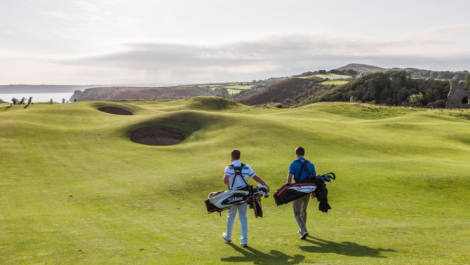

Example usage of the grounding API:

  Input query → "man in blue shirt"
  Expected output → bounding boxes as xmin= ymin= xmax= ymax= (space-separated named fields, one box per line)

xmin=222 ymin=149 xmax=269 ymax=247
xmin=287 ymin=146 xmax=317 ymax=239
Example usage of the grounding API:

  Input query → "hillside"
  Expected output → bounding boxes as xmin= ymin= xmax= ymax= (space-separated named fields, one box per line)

xmin=336 ymin=63 xmax=387 ymax=75
xmin=70 ymin=86 xmax=224 ymax=102
xmin=305 ymin=71 xmax=450 ymax=107
xmin=236 ymin=78 xmax=326 ymax=106
xmin=0 ymin=98 xmax=470 ymax=265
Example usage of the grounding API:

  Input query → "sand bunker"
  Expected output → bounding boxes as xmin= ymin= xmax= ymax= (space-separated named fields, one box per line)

xmin=98 ymin=107 xmax=133 ymax=115
xmin=131 ymin=127 xmax=184 ymax=145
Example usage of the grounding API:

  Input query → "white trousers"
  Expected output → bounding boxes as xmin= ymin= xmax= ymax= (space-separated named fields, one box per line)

xmin=226 ymin=203 xmax=248 ymax=244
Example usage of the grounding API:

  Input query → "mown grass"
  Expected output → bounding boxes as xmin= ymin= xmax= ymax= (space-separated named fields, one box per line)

xmin=0 ymin=98 xmax=470 ymax=264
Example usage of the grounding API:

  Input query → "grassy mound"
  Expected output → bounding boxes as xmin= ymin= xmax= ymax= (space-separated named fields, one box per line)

xmin=189 ymin=97 xmax=239 ymax=110
xmin=0 ymin=98 xmax=470 ymax=264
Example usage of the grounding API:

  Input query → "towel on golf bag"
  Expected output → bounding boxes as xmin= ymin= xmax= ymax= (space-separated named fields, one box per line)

xmin=273 ymin=178 xmax=317 ymax=205
xmin=204 ymin=185 xmax=269 ymax=217
xmin=273 ymin=172 xmax=336 ymax=213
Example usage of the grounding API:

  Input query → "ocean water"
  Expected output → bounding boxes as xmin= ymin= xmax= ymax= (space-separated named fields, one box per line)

xmin=0 ymin=92 xmax=73 ymax=103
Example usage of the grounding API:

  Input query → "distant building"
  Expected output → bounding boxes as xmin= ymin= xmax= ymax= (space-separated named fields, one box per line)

xmin=446 ymin=81 xmax=470 ymax=109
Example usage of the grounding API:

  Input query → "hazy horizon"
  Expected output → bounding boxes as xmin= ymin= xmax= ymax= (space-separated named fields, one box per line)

xmin=0 ymin=0 xmax=470 ymax=85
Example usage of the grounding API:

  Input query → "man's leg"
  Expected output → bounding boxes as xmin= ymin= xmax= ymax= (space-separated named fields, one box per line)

xmin=224 ymin=205 xmax=238 ymax=241
xmin=292 ymin=197 xmax=307 ymax=235
xmin=300 ymin=195 xmax=310 ymax=225
xmin=238 ymin=203 xmax=248 ymax=245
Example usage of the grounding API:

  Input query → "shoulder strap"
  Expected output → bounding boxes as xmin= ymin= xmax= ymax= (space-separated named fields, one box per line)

xmin=294 ymin=159 xmax=312 ymax=181
xmin=229 ymin=163 xmax=248 ymax=188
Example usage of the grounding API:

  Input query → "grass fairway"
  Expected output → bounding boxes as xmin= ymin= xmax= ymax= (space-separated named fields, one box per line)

xmin=0 ymin=98 xmax=470 ymax=264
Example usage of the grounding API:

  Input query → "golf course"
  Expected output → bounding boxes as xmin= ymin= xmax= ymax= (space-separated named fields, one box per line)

xmin=0 ymin=97 xmax=470 ymax=265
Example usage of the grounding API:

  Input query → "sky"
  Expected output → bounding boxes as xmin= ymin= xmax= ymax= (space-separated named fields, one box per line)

xmin=0 ymin=0 xmax=470 ymax=85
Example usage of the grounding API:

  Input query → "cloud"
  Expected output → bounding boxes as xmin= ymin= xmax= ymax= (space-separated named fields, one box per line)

xmin=60 ymin=35 xmax=466 ymax=75
xmin=4 ymin=34 xmax=470 ymax=84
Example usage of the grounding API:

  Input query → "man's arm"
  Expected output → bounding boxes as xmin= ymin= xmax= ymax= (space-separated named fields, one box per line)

xmin=224 ymin=175 xmax=230 ymax=186
xmin=253 ymin=175 xmax=269 ymax=192
xmin=286 ymin=174 xmax=294 ymax=184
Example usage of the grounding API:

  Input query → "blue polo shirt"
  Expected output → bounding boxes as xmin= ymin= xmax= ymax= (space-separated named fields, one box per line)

xmin=289 ymin=157 xmax=317 ymax=183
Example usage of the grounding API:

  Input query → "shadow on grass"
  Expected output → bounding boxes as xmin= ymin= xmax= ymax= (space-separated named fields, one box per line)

xmin=220 ymin=244 xmax=305 ymax=265
xmin=300 ymin=237 xmax=396 ymax=258
xmin=3 ymin=105 xmax=12 ymax=111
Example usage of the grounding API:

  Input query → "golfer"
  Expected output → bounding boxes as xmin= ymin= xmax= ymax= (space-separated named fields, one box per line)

xmin=287 ymin=146 xmax=317 ymax=239
xmin=222 ymin=149 xmax=269 ymax=247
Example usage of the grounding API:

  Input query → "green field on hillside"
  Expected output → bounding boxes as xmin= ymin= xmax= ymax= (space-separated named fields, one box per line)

xmin=0 ymin=98 xmax=470 ymax=264
xmin=320 ymin=80 xmax=349 ymax=85
xmin=297 ymin=73 xmax=351 ymax=79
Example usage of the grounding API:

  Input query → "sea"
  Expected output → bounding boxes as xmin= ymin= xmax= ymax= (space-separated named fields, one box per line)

xmin=0 ymin=92 xmax=73 ymax=103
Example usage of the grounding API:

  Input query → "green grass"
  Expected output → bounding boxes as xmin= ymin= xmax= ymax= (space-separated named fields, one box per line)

xmin=320 ymin=80 xmax=349 ymax=85
xmin=0 ymin=98 xmax=470 ymax=264
xmin=297 ymin=73 xmax=351 ymax=79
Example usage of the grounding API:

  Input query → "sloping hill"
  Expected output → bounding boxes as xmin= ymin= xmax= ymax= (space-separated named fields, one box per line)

xmin=0 ymin=98 xmax=470 ymax=265
xmin=237 ymin=78 xmax=329 ymax=106
xmin=336 ymin=63 xmax=387 ymax=75
xmin=70 ymin=86 xmax=217 ymax=102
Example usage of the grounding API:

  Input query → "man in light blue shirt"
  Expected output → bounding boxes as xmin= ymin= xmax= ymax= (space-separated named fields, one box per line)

xmin=287 ymin=146 xmax=317 ymax=239
xmin=222 ymin=149 xmax=269 ymax=247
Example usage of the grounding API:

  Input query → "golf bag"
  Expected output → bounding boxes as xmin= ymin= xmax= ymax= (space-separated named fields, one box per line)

xmin=273 ymin=172 xmax=336 ymax=206
xmin=205 ymin=185 xmax=269 ymax=217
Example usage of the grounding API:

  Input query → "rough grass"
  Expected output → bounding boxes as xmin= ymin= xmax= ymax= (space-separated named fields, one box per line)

xmin=320 ymin=80 xmax=349 ymax=85
xmin=0 ymin=98 xmax=470 ymax=264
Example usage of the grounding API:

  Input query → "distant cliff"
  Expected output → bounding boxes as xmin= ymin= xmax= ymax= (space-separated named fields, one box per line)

xmin=0 ymin=85 xmax=90 ymax=94
xmin=69 ymin=85 xmax=224 ymax=102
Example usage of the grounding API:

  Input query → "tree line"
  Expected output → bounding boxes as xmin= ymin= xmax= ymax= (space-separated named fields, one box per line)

xmin=310 ymin=70 xmax=450 ymax=106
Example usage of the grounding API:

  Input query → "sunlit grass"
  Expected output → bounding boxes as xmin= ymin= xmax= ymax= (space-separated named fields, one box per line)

xmin=0 ymin=97 xmax=470 ymax=264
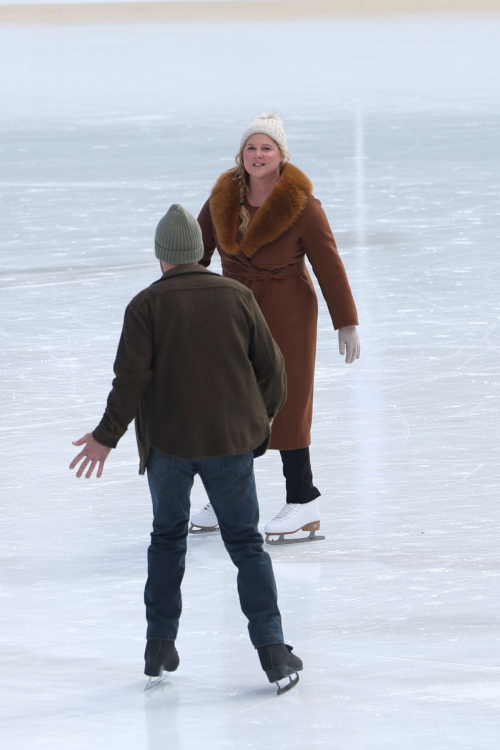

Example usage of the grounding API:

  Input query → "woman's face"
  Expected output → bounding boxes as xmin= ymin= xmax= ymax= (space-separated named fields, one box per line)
****************************************
### Goal:
Report every line of the data that contains the string "shirt", copying each one in full.

### Exercise output:
  Input query → "man in blue shirt"
  Input query → "blue polo shirt"
  Input query → "man in light blue shirt"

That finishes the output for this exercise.